Select each line of the data below that contains the string "child" and copy those lines out.

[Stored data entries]
┌──
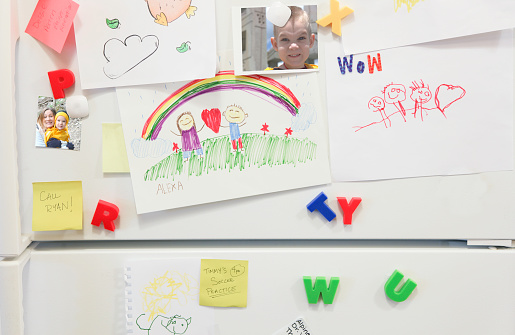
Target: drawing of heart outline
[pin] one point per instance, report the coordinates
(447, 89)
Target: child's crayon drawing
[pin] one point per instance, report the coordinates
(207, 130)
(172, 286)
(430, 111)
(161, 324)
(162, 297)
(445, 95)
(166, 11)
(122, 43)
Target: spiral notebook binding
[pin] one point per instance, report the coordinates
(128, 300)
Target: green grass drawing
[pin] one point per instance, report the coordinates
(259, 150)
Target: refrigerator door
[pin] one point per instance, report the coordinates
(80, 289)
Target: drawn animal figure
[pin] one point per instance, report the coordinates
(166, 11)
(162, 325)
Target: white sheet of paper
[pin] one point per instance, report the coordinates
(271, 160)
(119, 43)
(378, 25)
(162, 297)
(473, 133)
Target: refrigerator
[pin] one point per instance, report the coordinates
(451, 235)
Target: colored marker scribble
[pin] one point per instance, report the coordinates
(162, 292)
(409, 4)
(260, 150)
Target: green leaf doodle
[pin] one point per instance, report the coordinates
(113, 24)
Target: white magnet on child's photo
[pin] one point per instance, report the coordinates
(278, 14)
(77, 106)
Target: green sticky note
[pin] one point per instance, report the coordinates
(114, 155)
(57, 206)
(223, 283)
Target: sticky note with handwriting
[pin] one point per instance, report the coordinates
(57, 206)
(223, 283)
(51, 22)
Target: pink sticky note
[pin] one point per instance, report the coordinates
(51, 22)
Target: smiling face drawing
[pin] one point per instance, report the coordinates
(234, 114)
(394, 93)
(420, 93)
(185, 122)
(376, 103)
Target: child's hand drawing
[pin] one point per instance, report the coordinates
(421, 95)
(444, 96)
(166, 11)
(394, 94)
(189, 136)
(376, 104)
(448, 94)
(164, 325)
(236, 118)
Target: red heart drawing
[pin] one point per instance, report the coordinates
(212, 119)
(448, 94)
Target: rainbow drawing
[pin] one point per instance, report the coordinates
└──
┌──
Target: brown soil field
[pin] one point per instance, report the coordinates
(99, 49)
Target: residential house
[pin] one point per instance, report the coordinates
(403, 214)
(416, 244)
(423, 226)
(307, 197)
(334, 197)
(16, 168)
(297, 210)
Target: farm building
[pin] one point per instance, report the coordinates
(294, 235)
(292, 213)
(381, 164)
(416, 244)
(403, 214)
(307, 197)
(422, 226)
└──
┌──
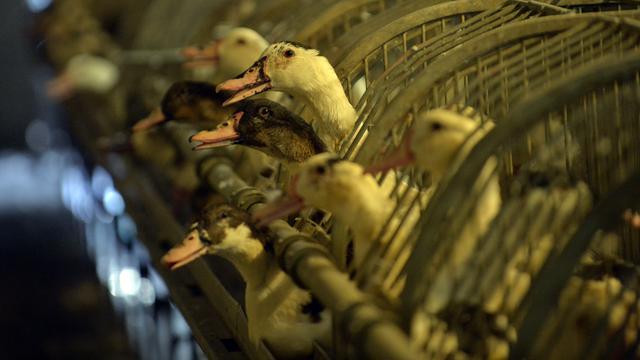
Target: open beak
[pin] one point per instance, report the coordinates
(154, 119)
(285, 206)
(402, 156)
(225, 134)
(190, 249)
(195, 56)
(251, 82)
└──
Task result:
Target: child's crayon drawing
Target: white magnet on child's photo
Target: child's hand drawing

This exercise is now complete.